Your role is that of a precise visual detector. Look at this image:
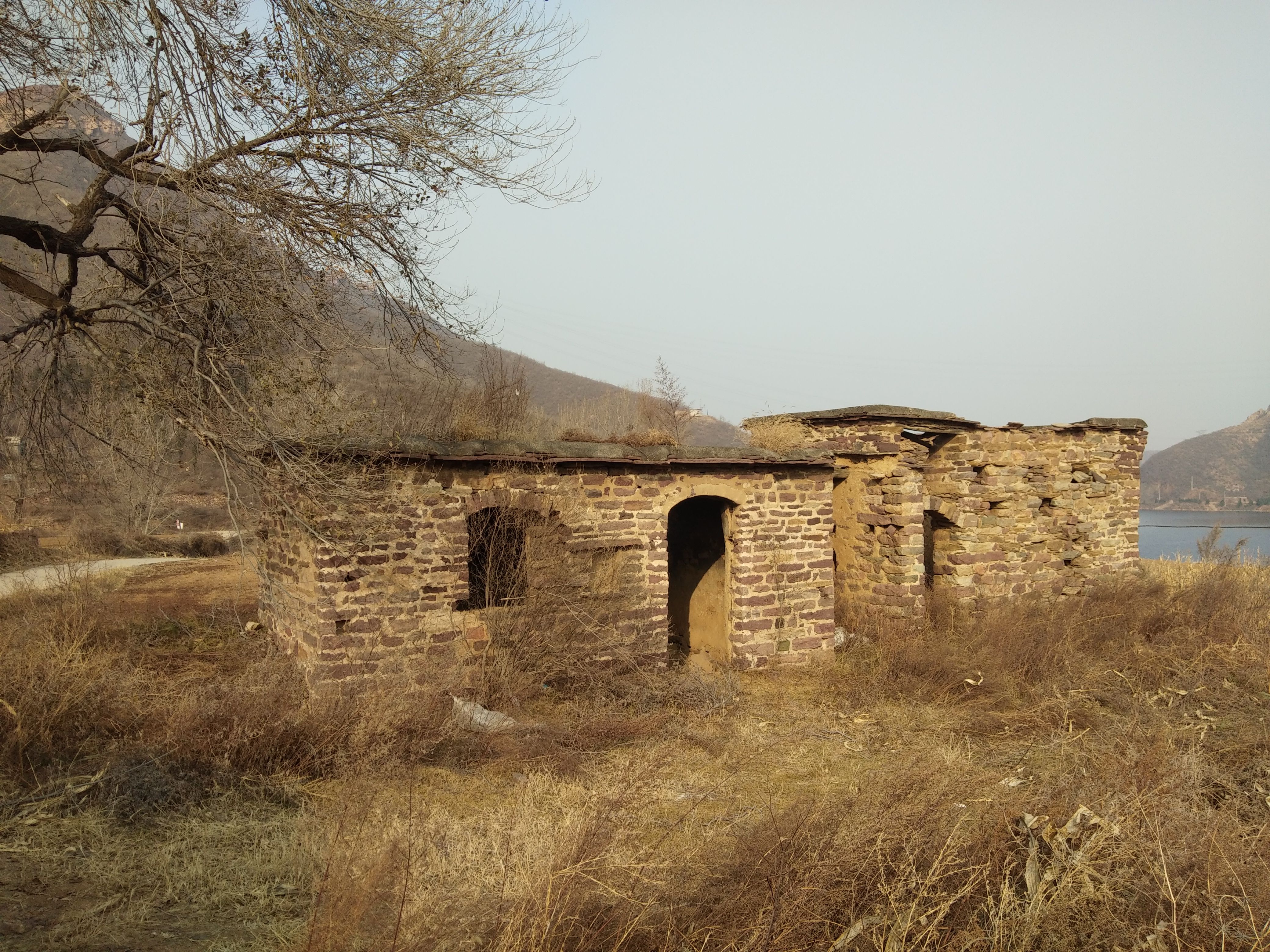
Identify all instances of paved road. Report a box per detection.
[0,556,182,598]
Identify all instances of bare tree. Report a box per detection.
[639,355,697,444]
[0,0,586,510]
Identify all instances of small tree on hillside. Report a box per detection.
[639,355,697,445]
[0,0,586,510]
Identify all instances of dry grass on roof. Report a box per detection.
[0,564,1270,952]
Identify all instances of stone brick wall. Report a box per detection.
[260,458,833,689]
[742,411,1147,617]
[924,425,1145,599]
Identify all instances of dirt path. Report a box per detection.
[0,556,183,598]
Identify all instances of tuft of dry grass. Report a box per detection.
[292,565,1270,952]
[748,416,808,453]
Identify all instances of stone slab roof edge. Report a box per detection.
[1054,416,1147,430]
[740,404,1147,431]
[278,437,833,466]
[740,404,981,429]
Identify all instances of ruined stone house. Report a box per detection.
[260,405,1145,685]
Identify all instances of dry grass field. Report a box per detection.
[0,557,1270,952]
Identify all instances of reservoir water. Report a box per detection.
[1138,509,1270,558]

=== Task requirements ===
Pull out every line from the rows above that contains the word "detection" and list those lines.

=== The response ===
Identify all instances of paved road. Report a box per detection.
Identify all instances of bare tree. Report a box per detection.
Identify all instances of small tree on hillside. Report a box per detection.
Identify all instances of dry grass on roof. Report a box per detection.
Identify all instances of stone brick wall. Report a box per detection.
Identify all instances of dirt path. Report a box per detection.
Identify all instances of tuft of dry grass. Report a box per detection.
Identify all instances of stone slab roof edge. Report a box per detection.
Identify all instances of ruined stone house. Report a box per detection.
Identify all instances of dry grass field. Report a box per detection.
Identify all instances of reservoir water. Report a box per detection.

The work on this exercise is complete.